[Short task]: In full and without alteration, give the listing again.

[Provided records]:
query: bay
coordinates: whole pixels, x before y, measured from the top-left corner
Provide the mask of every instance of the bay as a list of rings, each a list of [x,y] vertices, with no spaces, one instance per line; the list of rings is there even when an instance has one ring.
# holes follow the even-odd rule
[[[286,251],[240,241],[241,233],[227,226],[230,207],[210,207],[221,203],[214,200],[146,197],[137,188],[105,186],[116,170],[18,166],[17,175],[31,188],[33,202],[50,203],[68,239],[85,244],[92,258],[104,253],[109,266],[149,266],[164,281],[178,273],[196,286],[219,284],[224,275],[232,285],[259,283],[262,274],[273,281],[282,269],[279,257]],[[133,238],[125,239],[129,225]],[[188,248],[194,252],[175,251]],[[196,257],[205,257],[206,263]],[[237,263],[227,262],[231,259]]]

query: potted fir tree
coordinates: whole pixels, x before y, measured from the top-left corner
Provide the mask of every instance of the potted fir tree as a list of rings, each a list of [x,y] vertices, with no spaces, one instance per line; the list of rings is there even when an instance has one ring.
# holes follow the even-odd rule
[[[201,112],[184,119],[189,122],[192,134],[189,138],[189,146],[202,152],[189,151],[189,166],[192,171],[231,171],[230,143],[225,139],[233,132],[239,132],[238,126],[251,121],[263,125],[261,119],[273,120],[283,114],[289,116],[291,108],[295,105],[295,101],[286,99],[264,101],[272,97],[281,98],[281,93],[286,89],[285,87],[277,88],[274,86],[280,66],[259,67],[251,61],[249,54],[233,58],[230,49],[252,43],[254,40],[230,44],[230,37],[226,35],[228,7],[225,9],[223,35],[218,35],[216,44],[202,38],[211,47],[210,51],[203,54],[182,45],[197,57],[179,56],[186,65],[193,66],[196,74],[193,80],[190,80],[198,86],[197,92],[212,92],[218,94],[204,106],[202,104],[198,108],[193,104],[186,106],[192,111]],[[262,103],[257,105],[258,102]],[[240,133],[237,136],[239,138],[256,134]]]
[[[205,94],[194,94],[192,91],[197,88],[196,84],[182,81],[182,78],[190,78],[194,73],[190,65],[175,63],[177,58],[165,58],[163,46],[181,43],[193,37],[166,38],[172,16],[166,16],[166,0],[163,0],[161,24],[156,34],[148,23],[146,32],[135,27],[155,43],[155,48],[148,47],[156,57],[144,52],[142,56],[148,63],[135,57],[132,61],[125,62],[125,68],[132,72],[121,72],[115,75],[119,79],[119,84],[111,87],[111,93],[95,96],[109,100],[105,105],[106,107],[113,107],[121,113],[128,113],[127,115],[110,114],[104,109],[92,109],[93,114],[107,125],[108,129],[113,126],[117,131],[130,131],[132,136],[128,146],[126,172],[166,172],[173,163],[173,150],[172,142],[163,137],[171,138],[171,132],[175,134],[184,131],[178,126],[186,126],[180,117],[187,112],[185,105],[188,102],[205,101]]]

[Answer below]:
query: bay
coordinates: whole pixels, x before y, measured from the top-left corner
Provide the mask of every instance of the bay as a list of rings, each a list of [x,y] vertices, with no spaces, one instance per line; the list of rings is there even when an instance has one ring.
# holes follow the even-odd rule
[[[286,251],[240,241],[241,233],[227,226],[230,207],[210,207],[221,203],[214,200],[146,197],[137,188],[105,186],[116,170],[18,166],[17,175],[31,188],[33,202],[50,203],[68,239],[85,244],[92,258],[104,253],[109,266],[149,266],[164,281],[178,273],[196,286],[219,284],[224,275],[232,285],[259,283],[262,274],[273,281],[282,269],[279,257]],[[133,238],[125,239],[129,225]],[[188,248],[194,252],[175,251]],[[196,257],[205,257],[206,263]],[[237,263],[227,262],[231,259]]]

query: potted fir tree
coordinates: whole pixels, x before y, measured from the top-left corner
Provide the mask of every instance of the potted fir tree as a list of rings, each a list of [x,y] vertices, with no spaces, one instance per line; the list of rings is there even when an instance has one ring.
# holes follow the even-odd rule
[[[201,112],[184,119],[189,122],[192,134],[189,138],[189,146],[202,152],[189,151],[189,166],[192,171],[231,171],[230,143],[225,139],[233,132],[239,132],[238,126],[251,121],[263,125],[261,119],[273,120],[283,114],[289,116],[291,108],[295,105],[295,101],[286,99],[264,101],[272,97],[281,98],[281,93],[286,89],[285,87],[277,88],[274,86],[280,66],[259,67],[251,61],[249,54],[233,58],[230,49],[252,43],[254,40],[230,44],[230,37],[226,35],[228,7],[225,9],[223,35],[218,35],[216,44],[202,38],[211,47],[210,51],[203,54],[182,45],[197,57],[179,56],[186,65],[193,66],[196,74],[193,80],[190,80],[198,86],[197,92],[212,92],[218,94],[204,106],[202,104],[198,108],[193,104],[186,106],[192,111]],[[262,103],[257,105],[258,102]],[[240,133],[237,136],[239,138],[256,134]]]
[[[205,94],[194,94],[192,91],[197,88],[196,84],[182,81],[182,78],[190,78],[194,73],[190,65],[175,63],[177,58],[165,58],[163,46],[181,43],[193,37],[166,38],[172,16],[166,16],[166,0],[163,0],[161,24],[156,34],[148,23],[146,32],[135,27],[155,43],[155,48],[148,47],[156,57],[144,52],[142,56],[148,63],[135,57],[132,61],[125,62],[125,68],[132,72],[121,72],[115,75],[119,79],[119,84],[111,87],[111,93],[95,96],[109,100],[105,105],[106,107],[113,107],[121,113],[128,113],[127,115],[110,114],[104,109],[92,109],[93,114],[107,125],[108,129],[113,126],[117,131],[130,131],[132,136],[128,146],[126,172],[166,172],[173,163],[173,150],[172,142],[163,137],[171,138],[171,132],[175,134],[184,131],[178,126],[186,126],[180,117],[187,112],[185,105],[188,102],[205,101]]]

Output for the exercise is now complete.